▶ Objective
Copy out all of the items that follow, substituting "pin" for each occurrence of "marker" and changing nothing else.

▶ Records supplied
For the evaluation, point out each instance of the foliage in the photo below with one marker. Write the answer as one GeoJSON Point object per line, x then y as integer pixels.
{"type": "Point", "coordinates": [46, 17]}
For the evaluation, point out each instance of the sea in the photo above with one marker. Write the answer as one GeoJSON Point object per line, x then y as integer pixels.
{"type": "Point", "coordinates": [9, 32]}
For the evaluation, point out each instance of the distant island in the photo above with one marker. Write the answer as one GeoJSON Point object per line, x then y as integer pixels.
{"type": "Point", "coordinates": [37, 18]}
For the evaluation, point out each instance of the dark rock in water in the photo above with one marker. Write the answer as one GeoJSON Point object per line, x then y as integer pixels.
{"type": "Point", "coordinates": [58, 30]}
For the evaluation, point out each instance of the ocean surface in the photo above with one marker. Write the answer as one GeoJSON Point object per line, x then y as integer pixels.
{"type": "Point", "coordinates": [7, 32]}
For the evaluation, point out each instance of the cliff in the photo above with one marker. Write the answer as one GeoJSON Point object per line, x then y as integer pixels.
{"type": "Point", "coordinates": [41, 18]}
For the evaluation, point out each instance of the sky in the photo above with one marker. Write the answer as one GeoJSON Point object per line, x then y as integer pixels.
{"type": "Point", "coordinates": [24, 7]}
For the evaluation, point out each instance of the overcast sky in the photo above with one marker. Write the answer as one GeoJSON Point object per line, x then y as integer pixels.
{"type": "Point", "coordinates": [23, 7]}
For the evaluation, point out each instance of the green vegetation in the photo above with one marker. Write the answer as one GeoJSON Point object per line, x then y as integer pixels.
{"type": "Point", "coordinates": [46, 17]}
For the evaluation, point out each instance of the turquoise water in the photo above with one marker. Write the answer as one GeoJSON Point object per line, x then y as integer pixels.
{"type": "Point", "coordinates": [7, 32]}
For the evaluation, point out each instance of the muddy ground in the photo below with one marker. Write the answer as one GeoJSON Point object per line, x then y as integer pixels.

▶ Task output
For the evaluation, point out each instance of the foliage in the photo below with one pin. Write the answer as one GeoJSON Point object per line, x then y as integer pixels.
{"type": "Point", "coordinates": [46, 17]}
For the evaluation, point out each instance of the sea in the photo above with one pin. Write the answer as one GeoJSON Point object per line, x then y as integer pixels.
{"type": "Point", "coordinates": [9, 32]}
For the evaluation, point out each instance of the distant island in the photo above with one pin. Write the answer as one GeoJSON Point object per line, x then y as integer pixels.
{"type": "Point", "coordinates": [37, 18]}
For the evaluation, point out each instance of the dark rock in water in the photo above with one pin. Write the answer as one GeoJSON Point object per line, x then y as integer pixels.
{"type": "Point", "coordinates": [58, 30]}
For the evaluation, point out each instance of the ocean surface in the photo above with one pin. Write the answer as one GeoJSON Point object per line, x then y as integer pixels.
{"type": "Point", "coordinates": [7, 32]}
For the evaluation, point out each instance of the cliff in the photo above with one pin. Write the answer as one GeoJSON Point object per line, x then y as integer pixels.
{"type": "Point", "coordinates": [41, 18]}
For the evaluation, point out each instance of the sky in the photo above with one pin. Write the answer as one GeoJSON Point object per line, x then y as integer pixels.
{"type": "Point", "coordinates": [24, 7]}
For the evaluation, point out each instance of the overcast sky in the photo above with one pin. Write the answer as one GeoJSON Point object per line, x then y as integer pixels.
{"type": "Point", "coordinates": [23, 7]}
For the evaluation, point out each instance of the green vegetation in the photo above with one pin. Write the answer as one GeoJSON Point object per line, x then y as integer pixels.
{"type": "Point", "coordinates": [46, 17]}
For the evaluation, point out each instance of the turquoise water in the photo above with one pin. Write the answer as one GeoJSON Point object per line, x then y as integer pixels.
{"type": "Point", "coordinates": [7, 32]}
For the evaluation, point out each instance of the muddy ground in the photo below with one pin. Write the answer as one GeoJSON Point object per line, x then y as integer pixels.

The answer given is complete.